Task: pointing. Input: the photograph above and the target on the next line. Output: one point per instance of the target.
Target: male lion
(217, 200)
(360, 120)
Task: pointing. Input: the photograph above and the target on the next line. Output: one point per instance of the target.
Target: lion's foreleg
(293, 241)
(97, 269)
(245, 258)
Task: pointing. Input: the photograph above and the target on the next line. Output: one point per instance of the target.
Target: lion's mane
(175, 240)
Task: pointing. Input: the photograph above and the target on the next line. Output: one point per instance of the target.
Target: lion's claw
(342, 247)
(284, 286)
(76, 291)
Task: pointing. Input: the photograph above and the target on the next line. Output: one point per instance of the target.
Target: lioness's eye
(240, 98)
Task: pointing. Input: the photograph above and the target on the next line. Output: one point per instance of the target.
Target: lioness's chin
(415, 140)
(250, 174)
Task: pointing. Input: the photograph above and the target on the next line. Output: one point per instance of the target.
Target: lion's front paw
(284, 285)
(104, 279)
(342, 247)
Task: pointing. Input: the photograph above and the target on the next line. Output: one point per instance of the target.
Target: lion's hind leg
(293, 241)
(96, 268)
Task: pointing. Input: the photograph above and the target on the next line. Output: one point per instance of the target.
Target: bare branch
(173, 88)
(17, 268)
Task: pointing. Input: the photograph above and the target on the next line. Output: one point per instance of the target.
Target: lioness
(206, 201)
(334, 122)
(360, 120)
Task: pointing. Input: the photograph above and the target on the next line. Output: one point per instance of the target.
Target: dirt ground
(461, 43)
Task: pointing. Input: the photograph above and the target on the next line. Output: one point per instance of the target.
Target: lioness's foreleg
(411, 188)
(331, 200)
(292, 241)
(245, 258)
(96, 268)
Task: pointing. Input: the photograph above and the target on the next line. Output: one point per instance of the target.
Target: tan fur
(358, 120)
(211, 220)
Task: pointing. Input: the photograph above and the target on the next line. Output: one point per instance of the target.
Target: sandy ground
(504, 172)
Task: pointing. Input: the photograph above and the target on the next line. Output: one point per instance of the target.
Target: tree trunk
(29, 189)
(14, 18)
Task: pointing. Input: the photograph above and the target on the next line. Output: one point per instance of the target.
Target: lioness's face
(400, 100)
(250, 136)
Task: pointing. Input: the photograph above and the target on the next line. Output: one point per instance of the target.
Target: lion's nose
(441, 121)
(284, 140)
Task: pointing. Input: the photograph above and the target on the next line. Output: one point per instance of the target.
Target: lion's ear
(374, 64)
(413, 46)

____________

> **Work required**
Please output the full listing, keeping every character the same.

> **Output of the task**
Task: pointing. Input: the photograph above and the target on the next line. Output: one point per instance of the target.
Target: male lion
(217, 200)
(360, 120)
Task: pointing. Input: the photograph above and the target on the next line. Output: one point per instance of the target.
Target: lion's foreleg
(293, 241)
(97, 269)
(245, 258)
Task: pointing. Input: the photograph above and the target on the next line. Output: one point per instance of the target.
Target: lion's mane
(175, 240)
Task: pointing. Input: the photograph above and the target on the next line. Output: one point per instance of the target.
Target: lion's claw
(342, 247)
(284, 286)
(76, 291)
Task: pointing. Input: the photograph above and the target on the next line. Output: one point per instance of the target.
Target: lioness's eye
(240, 98)
Task: pointing. Input: the photograph above and the target on the next line. Output: one point per instance of the target.
Target: lioness's chin
(415, 140)
(250, 174)
Task: pointing. Input: the photograph above and the target on the next line. Output: one point per instance of the target.
Target: lion's front paw
(284, 285)
(104, 279)
(342, 247)
Task: pointing. Input: the photograph above and the target on the next line. Output: one point per instance of the target.
Target: lion's hind leg
(293, 241)
(96, 268)
Task: pointing. Input: the photograph above and the target on the next line. Output: one point per instance of the target.
Target: bare branch
(173, 88)
(17, 268)
Task: pointing. Input: the photograph above and the target on the next line. Output: one point per instance of the target.
Target: lioness
(206, 201)
(334, 122)
(360, 120)
Task: pointing. Input: the photograph above and the target on the next line. Output: one point per instance of the target.
Target: dirt ground
(461, 43)
Task: pointing. Input: the photograph above and the target on the next line. Output: one point per instance of the target.
Target: lioness's foreleg
(411, 188)
(331, 200)
(292, 241)
(245, 258)
(96, 268)
Task: pointing. Input: the photograph above and the target on the next line. Output: one point per instance of the target.
Target: tan fur
(358, 120)
(211, 220)
Task: pointing. Input: the photograph above and the target on the next line. Output: one point per instance of the target.
Target: sandy ground
(504, 172)
Task: pointing. Input: the photograph above and the target on the next line. Output: one point per instance of the target.
Target: tree trunk
(29, 189)
(14, 18)
Task: pointing. Input: the photograph above and the target on the next line. Output: one point per instance of the target.
Target: lioness's face
(400, 100)
(250, 136)
Task: pointing. Input: the photograph above and the target on the next line. Output: one point per instance of the target.
Target: lion's nose
(441, 121)
(284, 140)
Task: pointing. Input: the photograph above and the target on the next line. Output: one point per instance of the target.
Target: lion's ear
(374, 64)
(413, 46)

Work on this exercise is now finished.